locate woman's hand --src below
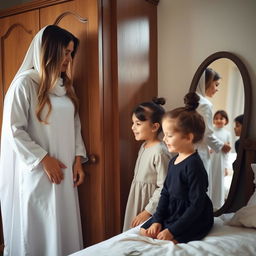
[221,143,231,153]
[131,210,151,228]
[73,156,85,187]
[146,223,162,238]
[41,154,66,184]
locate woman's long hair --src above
[36,25,79,124]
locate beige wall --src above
[158,0,256,138]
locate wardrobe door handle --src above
[88,154,97,164]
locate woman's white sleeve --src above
[2,79,47,171]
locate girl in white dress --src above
[211,110,231,209]
[196,68,231,198]
[123,98,170,231]
[0,25,86,256]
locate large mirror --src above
[190,52,251,216]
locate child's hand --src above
[146,223,162,238]
[156,228,174,241]
[131,210,151,228]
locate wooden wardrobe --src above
[0,0,158,249]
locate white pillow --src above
[227,205,256,228]
[227,163,256,228]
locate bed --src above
[69,214,256,256]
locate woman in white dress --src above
[0,25,86,256]
[196,68,231,198]
[211,110,231,210]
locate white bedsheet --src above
[72,215,256,256]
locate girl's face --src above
[234,122,242,136]
[162,118,192,153]
[61,41,74,72]
[132,114,157,141]
[205,80,220,98]
[213,114,227,128]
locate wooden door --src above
[40,0,105,248]
[0,10,39,248]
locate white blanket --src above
[72,215,256,256]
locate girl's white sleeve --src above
[75,114,88,163]
[145,152,170,215]
[2,78,47,171]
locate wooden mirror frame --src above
[189,51,252,216]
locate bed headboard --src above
[215,139,256,216]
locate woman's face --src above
[61,41,74,72]
[205,80,220,98]
[234,122,243,136]
[132,114,156,141]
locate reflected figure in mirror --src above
[196,68,231,198]
[123,98,171,231]
[210,110,231,210]
[234,115,244,153]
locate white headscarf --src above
[196,71,205,97]
[10,26,66,96]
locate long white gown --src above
[211,127,231,209]
[0,26,86,256]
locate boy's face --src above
[234,122,242,136]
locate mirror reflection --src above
[197,58,244,210]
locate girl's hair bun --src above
[184,92,200,111]
[152,97,165,105]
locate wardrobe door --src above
[40,0,105,246]
[0,11,39,248]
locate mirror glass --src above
[207,58,244,210]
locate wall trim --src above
[0,0,73,18]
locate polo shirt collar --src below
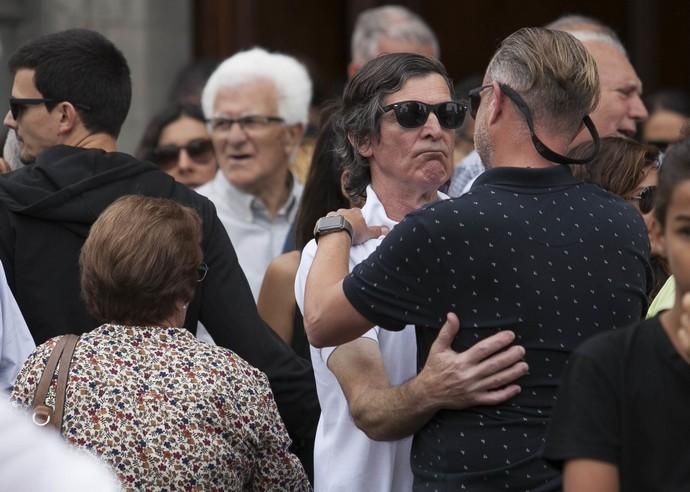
[472,165,581,189]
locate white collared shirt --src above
[295,186,447,492]
[0,264,36,397]
[196,170,303,300]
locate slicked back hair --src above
[486,27,599,138]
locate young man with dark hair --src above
[0,29,318,468]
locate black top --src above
[544,317,690,492]
[0,146,319,468]
[344,166,651,490]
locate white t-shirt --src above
[195,170,303,301]
[295,186,445,492]
[0,264,36,392]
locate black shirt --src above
[544,317,690,491]
[0,146,319,472]
[344,166,651,490]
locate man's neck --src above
[487,132,567,169]
[232,170,294,219]
[63,133,117,152]
[371,179,438,222]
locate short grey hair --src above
[486,27,599,138]
[201,48,312,126]
[544,14,628,58]
[351,5,441,65]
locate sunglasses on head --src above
[383,101,467,130]
[10,97,91,121]
[468,83,600,164]
[628,186,656,214]
[149,138,213,168]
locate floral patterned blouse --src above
[12,324,310,491]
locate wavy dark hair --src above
[654,137,690,229]
[9,29,132,137]
[570,137,659,198]
[333,53,454,205]
[135,102,206,161]
[295,103,351,251]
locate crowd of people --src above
[0,6,690,492]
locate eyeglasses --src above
[382,101,467,130]
[468,83,600,164]
[10,97,91,121]
[627,186,656,214]
[196,263,208,283]
[149,138,213,169]
[206,114,285,133]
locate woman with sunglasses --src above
[137,103,218,188]
[571,137,669,299]
[544,139,690,492]
[12,195,310,490]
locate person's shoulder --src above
[196,341,268,390]
[575,318,659,360]
[264,251,300,286]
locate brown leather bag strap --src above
[52,335,79,432]
[31,336,67,426]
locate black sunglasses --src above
[382,101,467,130]
[10,96,91,121]
[628,186,656,214]
[149,138,213,168]
[468,83,600,164]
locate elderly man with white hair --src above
[197,48,312,299]
[347,5,441,79]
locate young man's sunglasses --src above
[149,138,213,169]
[628,186,656,214]
[383,101,467,130]
[467,83,600,164]
[10,97,91,121]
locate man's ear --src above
[347,133,374,158]
[283,123,304,157]
[347,62,362,80]
[488,81,506,124]
[54,101,81,136]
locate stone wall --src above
[0,0,193,152]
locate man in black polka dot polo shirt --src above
[305,28,651,491]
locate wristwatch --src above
[314,215,352,242]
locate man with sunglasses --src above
[0,29,318,470]
[197,48,312,299]
[448,15,648,196]
[304,28,651,491]
[295,54,527,492]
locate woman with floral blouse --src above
[13,196,310,490]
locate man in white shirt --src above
[0,260,36,398]
[295,54,527,492]
[196,48,312,299]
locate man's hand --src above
[417,313,529,409]
[328,208,388,246]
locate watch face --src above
[317,215,344,232]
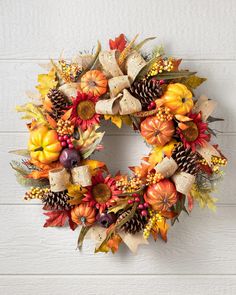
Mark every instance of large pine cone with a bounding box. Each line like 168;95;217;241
130;79;163;110
42;191;71;210
47;88;68;119
116;209;148;235
172;143;199;175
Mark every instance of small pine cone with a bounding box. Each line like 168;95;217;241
43;191;71;210
116;209;148;235
47;88;68;119
172;143;198;175
130;79;163;110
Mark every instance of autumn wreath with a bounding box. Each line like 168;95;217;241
11;34;226;253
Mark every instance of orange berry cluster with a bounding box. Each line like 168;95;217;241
146;172;164;185
116;177;142;193
156;107;173;122
24;187;50;200
147;57;174;77
57;119;74;136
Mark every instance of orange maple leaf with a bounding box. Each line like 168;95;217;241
109;34;127;52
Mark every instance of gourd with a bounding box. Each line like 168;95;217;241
141;116;175;146
71;203;96;226
80;70;108;96
144;179;177;211
28;126;62;164
161;83;193;115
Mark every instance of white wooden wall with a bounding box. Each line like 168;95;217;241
0;0;236;295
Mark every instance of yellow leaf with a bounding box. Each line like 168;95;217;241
104;115;122;128
121;115;133;126
148;139;177;166
82;159;106;175
36;69;58;98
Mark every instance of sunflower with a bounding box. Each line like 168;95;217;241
83;172;121;213
177;112;210;152
71;92;100;131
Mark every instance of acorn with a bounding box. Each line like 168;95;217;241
97;212;117;228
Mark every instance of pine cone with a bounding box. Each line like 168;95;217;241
42;191;71;210
172;143;198;175
47;88;68;119
130;79;163;110
116;209;147;235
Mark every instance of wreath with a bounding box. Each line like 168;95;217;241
11;34;227;253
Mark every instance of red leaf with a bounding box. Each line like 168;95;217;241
109;34;127;52
67;211;78;230
43;210;68;227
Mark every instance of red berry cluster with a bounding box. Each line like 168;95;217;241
58;135;74;149
128;193;149;216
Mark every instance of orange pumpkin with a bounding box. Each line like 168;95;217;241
141;116;175;146
80;70;107;96
71;203;96;226
162;83;193;115
144;179;177;211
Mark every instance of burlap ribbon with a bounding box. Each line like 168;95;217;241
49;165;92;192
96;50;146;115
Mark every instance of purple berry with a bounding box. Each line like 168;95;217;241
59;148;81;169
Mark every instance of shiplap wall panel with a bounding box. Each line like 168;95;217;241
0;0;236;295
0;133;236;204
0;275;236;295
0;205;236;275
0;0;236;59
0;60;236;133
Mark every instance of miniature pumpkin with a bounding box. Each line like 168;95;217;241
71;203;96;226
28;126;62;164
162;83;193;115
144;179;177;211
80;70;107;96
141;116;175;146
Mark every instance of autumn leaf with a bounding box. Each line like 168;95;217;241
44;210;68;227
151;216;169;242
16;102;48;125
104;115;132;128
36;68;58;98
81;159;107;175
129;160;153;178
44;210;77;230
27;159;62;179
180;75;207;90
148;139;177;167
109;34;127;52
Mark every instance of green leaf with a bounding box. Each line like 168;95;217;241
16;103;48;125
77;226;91;250
180;75;207;90
96;203;138;252
9;149;30;157
15;172;49;188
83;41;102;71
108;202;127;213
152;45;165;58
134;37;156;51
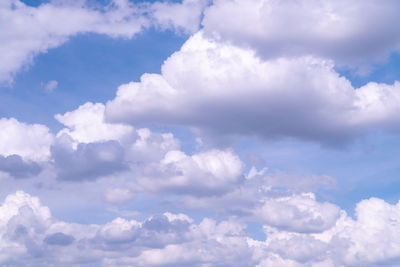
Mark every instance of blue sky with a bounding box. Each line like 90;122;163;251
0;0;400;267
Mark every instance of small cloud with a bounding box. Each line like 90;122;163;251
42;80;58;93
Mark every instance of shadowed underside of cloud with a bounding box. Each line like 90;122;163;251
0;191;400;267
0;155;42;178
105;32;400;146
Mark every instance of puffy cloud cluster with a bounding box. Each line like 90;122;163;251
0;118;54;161
0;0;207;83
0;155;41;178
0;191;253;266
106;32;400;148
137;150;243;196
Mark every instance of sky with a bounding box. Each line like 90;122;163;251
0;0;400;267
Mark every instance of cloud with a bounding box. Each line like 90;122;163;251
0;155;42;178
43;80;58;93
0;0;205;83
54;102;135;146
105;32;400;149
51;134;127;181
0;191;400;267
43;232;75;246
0;118;54;161
202;0;400;66
136;150;243;196
254;193;340;233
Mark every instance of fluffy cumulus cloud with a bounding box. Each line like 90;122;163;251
0;0;207;83
106;32;400;148
0;0;400;267
202;0;400;66
0;118;54;161
137;150;243;195
0;155;41;178
0;191;400;267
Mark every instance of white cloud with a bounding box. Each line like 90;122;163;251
254;193;340;233
202;0;400;66
105;32;400;146
43;80;58;93
0;118;54;161
0;0;204;83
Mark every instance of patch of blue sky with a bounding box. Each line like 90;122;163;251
0;29;187;130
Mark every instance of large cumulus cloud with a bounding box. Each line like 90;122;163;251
106;32;400;148
0;191;400;267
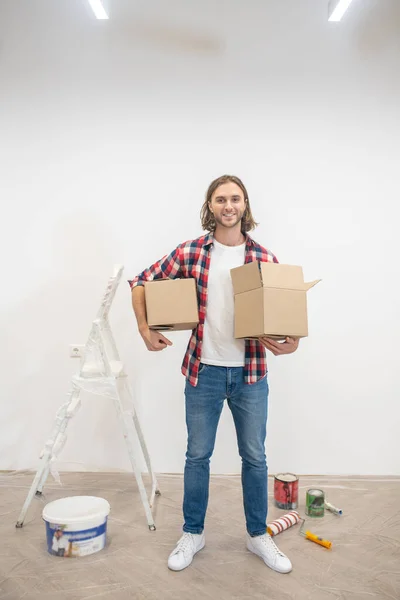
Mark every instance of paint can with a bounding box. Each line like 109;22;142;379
306;488;325;517
274;473;299;510
267;510;300;536
42;496;110;558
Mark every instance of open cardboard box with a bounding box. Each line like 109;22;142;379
231;261;321;340
144;278;199;331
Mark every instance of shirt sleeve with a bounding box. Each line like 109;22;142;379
128;246;182;290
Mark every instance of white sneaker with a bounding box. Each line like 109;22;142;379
168;531;206;571
247;533;292;573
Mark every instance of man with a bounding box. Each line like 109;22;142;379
129;175;298;573
51;529;69;556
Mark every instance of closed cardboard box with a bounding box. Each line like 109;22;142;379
144;278;199;331
231;261;321;340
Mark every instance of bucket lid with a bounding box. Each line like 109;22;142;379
42;496;110;525
275;473;297;483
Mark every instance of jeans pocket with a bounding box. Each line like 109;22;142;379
198;363;207;375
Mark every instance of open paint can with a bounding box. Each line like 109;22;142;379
42;496;110;558
274;473;299;510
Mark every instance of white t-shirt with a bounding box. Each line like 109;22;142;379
201;239;246;367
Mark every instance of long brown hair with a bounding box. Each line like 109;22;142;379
200;175;258;233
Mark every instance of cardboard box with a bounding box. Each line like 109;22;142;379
231;261;321;340
144;278;199;331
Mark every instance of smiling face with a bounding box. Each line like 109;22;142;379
208;181;246;229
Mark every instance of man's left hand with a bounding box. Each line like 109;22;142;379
258;336;299;356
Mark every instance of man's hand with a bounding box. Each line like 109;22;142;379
140;327;172;352
258;336;299;356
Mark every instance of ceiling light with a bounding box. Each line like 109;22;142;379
328;0;353;22
89;0;108;19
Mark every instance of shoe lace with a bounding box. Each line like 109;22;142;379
262;535;285;558
175;531;193;554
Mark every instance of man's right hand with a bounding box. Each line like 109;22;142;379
140;327;172;352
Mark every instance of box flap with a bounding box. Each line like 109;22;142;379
303;279;322;292
260;262;304;290
231;261;262;294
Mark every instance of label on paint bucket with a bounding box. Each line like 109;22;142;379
46;519;107;557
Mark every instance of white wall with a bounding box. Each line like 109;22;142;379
0;0;400;475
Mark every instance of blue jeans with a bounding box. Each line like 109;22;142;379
183;364;268;537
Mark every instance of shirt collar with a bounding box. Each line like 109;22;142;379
203;232;254;250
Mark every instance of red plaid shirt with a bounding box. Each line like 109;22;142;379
128;233;278;386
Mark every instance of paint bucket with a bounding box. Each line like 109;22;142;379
306;488;325;517
42;496;110;558
274;473;299;510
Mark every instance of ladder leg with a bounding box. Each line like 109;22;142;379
16;386;80;528
114;393;156;531
15;452;50;528
36;463;50;496
117;377;161;506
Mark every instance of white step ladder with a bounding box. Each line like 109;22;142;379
16;265;160;531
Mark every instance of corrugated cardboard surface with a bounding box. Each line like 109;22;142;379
231;262;320;339
144;278;199;331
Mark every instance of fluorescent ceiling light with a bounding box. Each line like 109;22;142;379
89;0;108;19
328;0;353;22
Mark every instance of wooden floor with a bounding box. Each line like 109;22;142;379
0;473;400;600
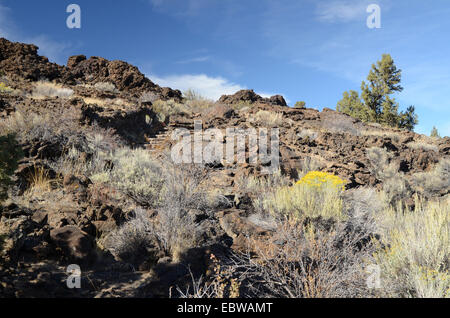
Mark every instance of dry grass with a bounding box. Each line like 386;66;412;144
94;82;118;93
82;97;131;109
412;158;450;197
233;219;367;298
374;198;450;298
0;106;81;146
407;141;439;152
259;173;346;221
104;208;158;265
91;148;164;207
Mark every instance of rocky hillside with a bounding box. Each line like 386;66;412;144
0;39;450;297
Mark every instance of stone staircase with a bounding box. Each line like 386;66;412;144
144;122;194;155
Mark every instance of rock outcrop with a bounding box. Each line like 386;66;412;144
219;89;287;106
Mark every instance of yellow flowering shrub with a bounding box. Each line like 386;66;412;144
0;82;13;93
263;171;346;221
297;171;345;190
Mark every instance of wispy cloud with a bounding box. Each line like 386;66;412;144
0;4;72;64
149;74;245;100
316;0;368;23
148;74;289;103
176;56;211;64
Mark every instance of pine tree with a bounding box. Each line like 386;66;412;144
336;90;370;122
430;126;441;138
336;54;418;130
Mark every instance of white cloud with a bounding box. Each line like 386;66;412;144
316;0;368;23
148;74;290;103
149;74;245;100
0;4;71;64
176;56;211;64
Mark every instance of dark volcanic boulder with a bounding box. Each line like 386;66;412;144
219;89;287;106
0;38;64;81
64;55;182;101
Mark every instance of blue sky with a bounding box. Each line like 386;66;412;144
0;0;450;136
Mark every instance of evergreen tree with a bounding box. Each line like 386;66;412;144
336;54;418;130
336;90;369;121
430;126;441;138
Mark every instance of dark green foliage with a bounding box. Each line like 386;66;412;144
336;54;418;130
430;126;441;138
0;134;22;201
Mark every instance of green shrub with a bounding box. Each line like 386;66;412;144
0;134;22;201
262;171;346;221
91;148;164;206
--
* Request: Rewrite the records from the line with "locate watch face --src above" to the line with "57;119;74;136" as a JSON list of strings, one string per line and no blank lines, leaving out the pictures.

* Result of this exercise:
[
  "locate watch face --src above",
  "[317,215,344,232]",
  "Mark every instance of large pine cone with a bounding box. Each line like 168;95;217;241",
  "130;79;163;110",
  "42;191;71;210",
  "47;88;68;119",
  "116;209;148;235",
  "172;143;199;175",
  "Mark every instance of small pine cone with a bounding box. Each line like 168;95;217;241",
  "43;191;71;210",
  "116;209;148;235",
  "47;88;68;119",
  "172;143;198;175",
  "130;79;163;110",
  "Mark every instance of autumn wreath with a bounding box. Each line like 168;95;217;241",
  "11;34;226;253",
  "Mark every instance of orange berry cluster with a bounding box. Each line like 168;95;217;241",
  "146;172;164;185",
  "116;177;142;193",
  "156;107;173;122",
  "24;187;50;200",
  "147;57;174;77",
  "57;119;74;136"
]